>> start DATASET RECORDS
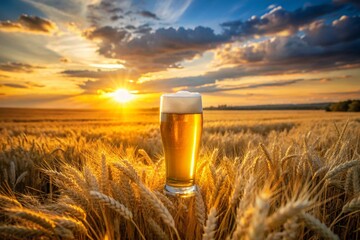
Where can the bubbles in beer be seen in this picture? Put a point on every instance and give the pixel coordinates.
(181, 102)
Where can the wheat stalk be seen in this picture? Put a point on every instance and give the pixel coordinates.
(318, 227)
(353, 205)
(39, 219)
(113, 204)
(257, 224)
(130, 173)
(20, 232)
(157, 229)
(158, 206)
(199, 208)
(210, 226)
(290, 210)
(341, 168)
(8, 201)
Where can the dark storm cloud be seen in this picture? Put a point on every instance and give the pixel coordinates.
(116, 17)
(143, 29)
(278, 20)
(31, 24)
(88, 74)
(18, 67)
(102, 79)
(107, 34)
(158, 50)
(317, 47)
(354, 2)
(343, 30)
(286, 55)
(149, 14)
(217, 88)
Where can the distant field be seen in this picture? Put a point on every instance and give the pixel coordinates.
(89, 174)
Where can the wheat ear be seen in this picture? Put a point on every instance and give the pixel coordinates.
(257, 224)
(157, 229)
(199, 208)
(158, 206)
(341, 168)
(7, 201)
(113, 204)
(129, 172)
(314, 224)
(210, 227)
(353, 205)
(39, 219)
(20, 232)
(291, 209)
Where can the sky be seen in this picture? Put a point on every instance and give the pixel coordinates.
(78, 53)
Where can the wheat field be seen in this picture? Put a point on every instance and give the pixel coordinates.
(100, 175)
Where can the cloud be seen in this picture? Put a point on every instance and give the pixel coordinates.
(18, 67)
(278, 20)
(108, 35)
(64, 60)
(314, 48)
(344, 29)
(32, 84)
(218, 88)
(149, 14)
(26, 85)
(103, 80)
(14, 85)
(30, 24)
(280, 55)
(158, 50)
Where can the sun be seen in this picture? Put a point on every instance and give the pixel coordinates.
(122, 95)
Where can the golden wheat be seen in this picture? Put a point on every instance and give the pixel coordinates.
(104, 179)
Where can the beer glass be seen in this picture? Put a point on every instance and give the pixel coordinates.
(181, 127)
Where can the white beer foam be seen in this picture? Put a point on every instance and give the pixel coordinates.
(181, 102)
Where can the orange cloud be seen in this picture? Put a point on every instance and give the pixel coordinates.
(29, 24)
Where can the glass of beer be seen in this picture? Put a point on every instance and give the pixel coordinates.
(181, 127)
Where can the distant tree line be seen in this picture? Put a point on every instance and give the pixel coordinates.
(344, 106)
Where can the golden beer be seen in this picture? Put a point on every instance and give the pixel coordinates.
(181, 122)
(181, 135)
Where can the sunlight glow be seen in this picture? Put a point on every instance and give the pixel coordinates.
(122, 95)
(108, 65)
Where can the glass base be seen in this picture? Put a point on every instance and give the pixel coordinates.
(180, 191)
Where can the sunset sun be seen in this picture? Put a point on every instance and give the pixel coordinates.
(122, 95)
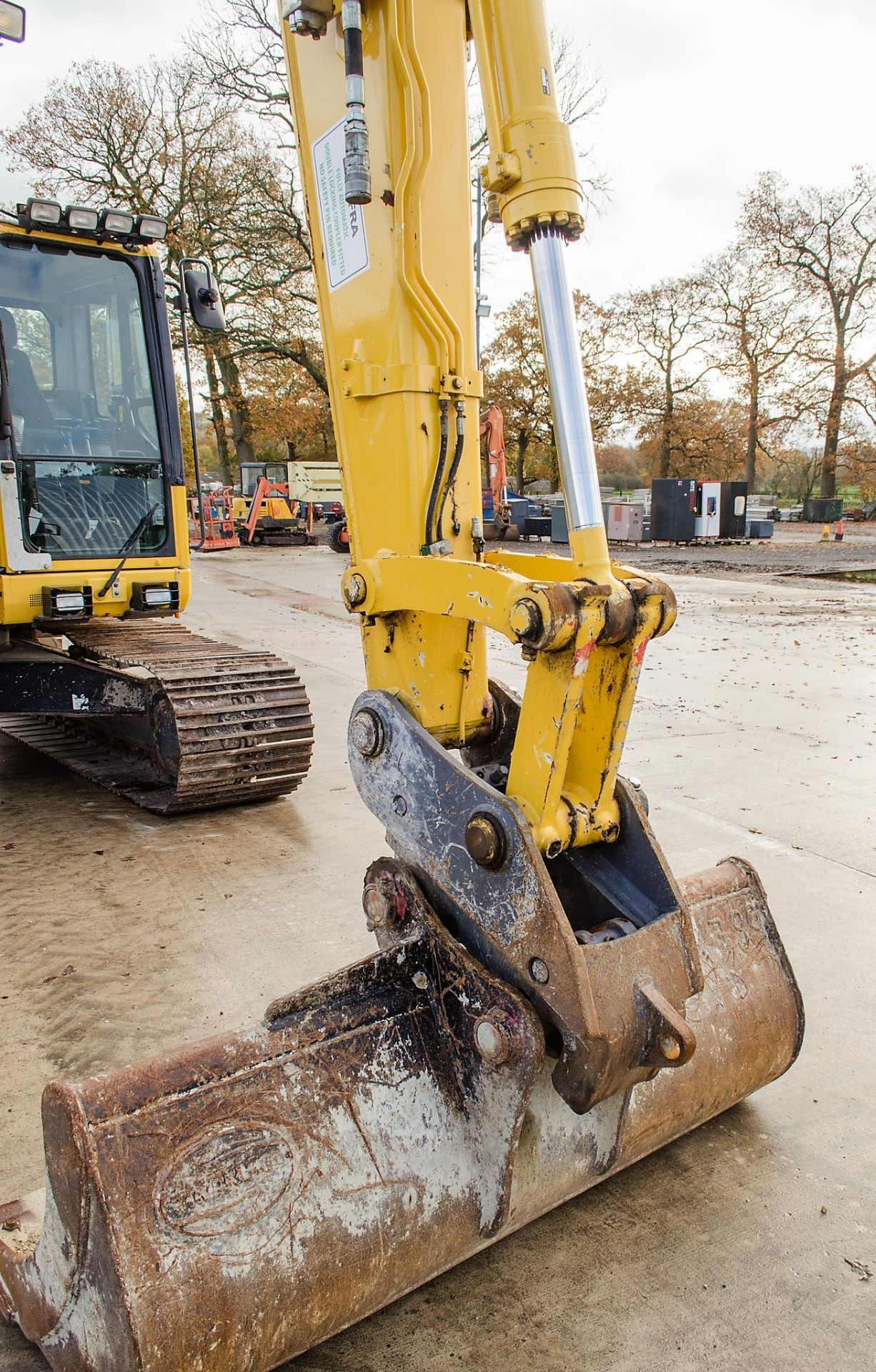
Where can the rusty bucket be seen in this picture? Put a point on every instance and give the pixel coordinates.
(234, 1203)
>> end DATASET RECORDS
>> start DATASET RECORDS
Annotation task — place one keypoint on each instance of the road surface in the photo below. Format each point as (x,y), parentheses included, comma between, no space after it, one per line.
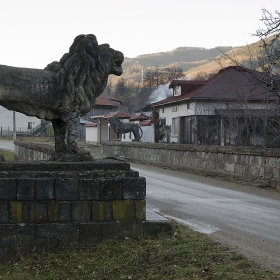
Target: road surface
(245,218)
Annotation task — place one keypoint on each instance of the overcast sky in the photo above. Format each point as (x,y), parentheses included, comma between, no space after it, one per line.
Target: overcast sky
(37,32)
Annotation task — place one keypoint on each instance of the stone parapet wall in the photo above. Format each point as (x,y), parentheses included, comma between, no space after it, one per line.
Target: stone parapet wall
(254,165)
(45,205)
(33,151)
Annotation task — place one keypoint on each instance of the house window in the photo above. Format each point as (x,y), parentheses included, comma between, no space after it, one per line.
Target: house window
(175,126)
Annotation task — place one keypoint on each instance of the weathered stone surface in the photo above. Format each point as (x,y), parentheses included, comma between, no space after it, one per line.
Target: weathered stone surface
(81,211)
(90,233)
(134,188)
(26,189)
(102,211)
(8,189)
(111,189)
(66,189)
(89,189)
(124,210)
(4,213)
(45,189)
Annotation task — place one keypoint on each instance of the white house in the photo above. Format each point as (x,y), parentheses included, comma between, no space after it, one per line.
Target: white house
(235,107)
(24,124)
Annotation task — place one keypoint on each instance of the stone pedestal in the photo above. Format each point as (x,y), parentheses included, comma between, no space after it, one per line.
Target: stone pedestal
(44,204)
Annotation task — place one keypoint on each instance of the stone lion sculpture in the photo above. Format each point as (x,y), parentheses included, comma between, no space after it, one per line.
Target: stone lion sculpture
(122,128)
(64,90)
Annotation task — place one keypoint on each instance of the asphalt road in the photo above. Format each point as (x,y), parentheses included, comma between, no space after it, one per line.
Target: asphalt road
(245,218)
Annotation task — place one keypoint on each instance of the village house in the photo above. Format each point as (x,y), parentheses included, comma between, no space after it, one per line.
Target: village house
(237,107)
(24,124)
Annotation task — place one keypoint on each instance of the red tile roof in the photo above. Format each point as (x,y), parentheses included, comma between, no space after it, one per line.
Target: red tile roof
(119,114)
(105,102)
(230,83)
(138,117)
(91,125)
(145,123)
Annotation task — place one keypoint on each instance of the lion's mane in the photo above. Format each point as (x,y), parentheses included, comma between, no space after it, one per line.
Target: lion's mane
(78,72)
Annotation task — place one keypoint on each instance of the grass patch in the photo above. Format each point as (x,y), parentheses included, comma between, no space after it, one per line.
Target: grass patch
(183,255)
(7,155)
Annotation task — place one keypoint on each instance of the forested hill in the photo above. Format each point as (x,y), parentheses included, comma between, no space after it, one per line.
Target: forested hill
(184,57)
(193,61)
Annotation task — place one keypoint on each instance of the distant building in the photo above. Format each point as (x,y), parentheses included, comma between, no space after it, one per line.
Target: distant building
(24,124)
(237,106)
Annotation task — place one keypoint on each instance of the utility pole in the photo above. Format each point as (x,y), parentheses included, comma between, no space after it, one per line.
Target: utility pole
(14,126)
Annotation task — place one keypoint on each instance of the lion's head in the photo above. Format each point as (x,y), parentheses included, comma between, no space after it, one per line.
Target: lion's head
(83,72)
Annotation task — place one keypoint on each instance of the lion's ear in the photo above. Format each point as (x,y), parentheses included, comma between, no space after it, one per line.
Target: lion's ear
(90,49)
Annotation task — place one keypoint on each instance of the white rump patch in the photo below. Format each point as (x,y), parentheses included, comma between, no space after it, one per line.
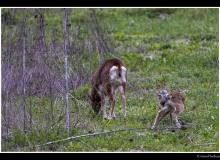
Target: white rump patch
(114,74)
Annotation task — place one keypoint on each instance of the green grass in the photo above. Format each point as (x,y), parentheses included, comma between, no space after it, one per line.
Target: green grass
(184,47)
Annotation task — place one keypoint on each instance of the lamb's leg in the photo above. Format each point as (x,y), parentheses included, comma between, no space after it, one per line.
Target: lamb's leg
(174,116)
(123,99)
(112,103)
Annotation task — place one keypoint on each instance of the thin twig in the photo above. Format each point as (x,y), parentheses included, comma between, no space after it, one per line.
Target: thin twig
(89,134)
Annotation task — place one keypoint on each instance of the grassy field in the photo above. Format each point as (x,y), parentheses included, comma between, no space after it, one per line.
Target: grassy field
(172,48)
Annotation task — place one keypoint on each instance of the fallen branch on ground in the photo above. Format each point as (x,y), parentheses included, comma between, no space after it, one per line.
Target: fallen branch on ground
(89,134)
>> end DATASET RECORDS
>> start DATASET RECORDS
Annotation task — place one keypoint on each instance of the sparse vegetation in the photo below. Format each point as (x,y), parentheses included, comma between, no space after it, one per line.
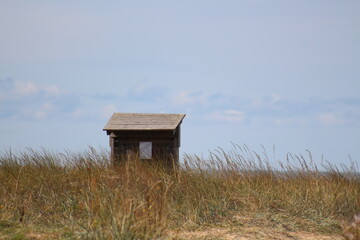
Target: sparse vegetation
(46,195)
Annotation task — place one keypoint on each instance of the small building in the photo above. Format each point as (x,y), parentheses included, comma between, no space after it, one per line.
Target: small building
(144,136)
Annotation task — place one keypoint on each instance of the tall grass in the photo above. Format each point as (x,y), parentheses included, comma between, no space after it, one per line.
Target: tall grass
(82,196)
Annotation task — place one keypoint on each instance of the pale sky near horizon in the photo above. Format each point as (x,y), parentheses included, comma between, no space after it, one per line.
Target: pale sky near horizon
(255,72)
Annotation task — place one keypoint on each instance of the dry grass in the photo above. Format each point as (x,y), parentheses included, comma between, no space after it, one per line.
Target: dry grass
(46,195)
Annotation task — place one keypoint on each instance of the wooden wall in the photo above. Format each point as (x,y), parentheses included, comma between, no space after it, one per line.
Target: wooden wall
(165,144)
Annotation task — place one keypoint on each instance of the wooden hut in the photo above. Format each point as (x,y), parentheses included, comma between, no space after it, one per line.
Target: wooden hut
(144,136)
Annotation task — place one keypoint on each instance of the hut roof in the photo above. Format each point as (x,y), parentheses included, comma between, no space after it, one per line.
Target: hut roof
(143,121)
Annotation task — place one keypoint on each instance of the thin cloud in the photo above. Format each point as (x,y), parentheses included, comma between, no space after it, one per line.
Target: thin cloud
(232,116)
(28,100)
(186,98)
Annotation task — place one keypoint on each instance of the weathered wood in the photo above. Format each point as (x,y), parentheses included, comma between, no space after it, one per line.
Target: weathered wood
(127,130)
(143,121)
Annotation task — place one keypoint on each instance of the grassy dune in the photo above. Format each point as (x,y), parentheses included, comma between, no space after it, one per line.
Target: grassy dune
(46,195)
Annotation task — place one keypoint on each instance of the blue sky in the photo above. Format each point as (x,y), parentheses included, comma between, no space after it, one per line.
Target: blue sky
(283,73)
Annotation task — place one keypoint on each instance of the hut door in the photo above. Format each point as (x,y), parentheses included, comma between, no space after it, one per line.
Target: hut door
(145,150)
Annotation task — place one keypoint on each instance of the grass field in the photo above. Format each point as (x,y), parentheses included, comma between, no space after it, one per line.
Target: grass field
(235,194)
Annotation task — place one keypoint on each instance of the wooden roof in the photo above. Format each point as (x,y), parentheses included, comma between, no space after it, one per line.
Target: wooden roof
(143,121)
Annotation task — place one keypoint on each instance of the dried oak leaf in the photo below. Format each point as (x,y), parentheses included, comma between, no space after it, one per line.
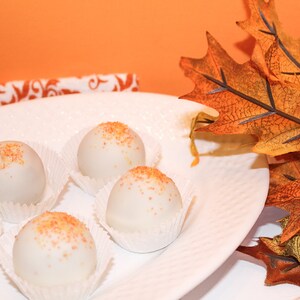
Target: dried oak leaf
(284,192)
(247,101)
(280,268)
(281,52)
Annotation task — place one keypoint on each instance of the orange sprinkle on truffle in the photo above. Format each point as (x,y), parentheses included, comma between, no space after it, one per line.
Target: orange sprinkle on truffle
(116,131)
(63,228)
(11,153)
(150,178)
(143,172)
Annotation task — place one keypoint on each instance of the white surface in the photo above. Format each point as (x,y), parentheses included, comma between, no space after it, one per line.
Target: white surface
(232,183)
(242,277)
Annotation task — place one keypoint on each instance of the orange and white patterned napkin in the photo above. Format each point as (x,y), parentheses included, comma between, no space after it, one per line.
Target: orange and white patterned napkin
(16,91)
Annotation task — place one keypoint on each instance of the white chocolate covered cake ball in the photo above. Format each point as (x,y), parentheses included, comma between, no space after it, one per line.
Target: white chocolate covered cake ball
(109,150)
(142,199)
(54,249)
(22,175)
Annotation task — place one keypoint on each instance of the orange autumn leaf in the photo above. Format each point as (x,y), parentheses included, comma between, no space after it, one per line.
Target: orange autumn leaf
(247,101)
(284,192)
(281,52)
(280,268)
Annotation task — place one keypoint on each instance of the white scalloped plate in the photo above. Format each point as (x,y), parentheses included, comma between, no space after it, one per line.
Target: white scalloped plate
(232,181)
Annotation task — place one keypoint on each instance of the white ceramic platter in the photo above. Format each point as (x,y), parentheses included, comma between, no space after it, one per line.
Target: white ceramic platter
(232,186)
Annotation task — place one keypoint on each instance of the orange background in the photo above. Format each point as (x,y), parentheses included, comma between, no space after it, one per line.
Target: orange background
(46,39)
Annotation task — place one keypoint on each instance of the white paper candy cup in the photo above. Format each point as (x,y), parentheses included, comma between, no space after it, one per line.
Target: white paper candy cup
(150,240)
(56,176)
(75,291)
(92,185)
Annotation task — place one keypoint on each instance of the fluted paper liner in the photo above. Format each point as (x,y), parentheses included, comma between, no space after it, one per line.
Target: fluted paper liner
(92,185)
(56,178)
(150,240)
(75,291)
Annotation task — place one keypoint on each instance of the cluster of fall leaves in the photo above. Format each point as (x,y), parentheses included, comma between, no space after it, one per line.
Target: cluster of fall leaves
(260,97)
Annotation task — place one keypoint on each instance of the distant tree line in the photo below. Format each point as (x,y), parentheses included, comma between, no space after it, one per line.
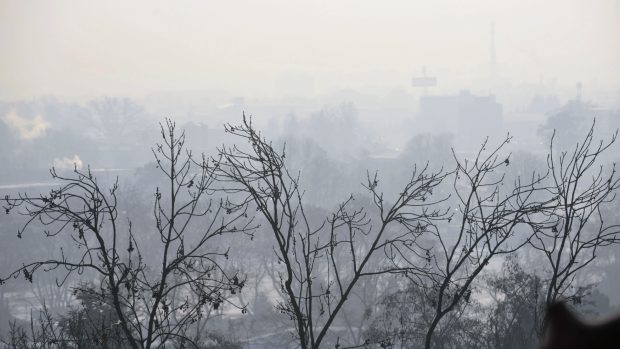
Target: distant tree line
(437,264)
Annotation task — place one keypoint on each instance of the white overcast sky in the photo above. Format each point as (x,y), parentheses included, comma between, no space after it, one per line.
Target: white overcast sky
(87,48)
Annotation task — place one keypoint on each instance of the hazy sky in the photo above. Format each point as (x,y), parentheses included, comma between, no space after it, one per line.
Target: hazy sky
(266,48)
>> end DATASET RECORDS
▸ **THE PROBLEM**: How many lines in the entries above contain the word "asphalt"? Give only the number.

▸ **TASK SOLUTION**: 2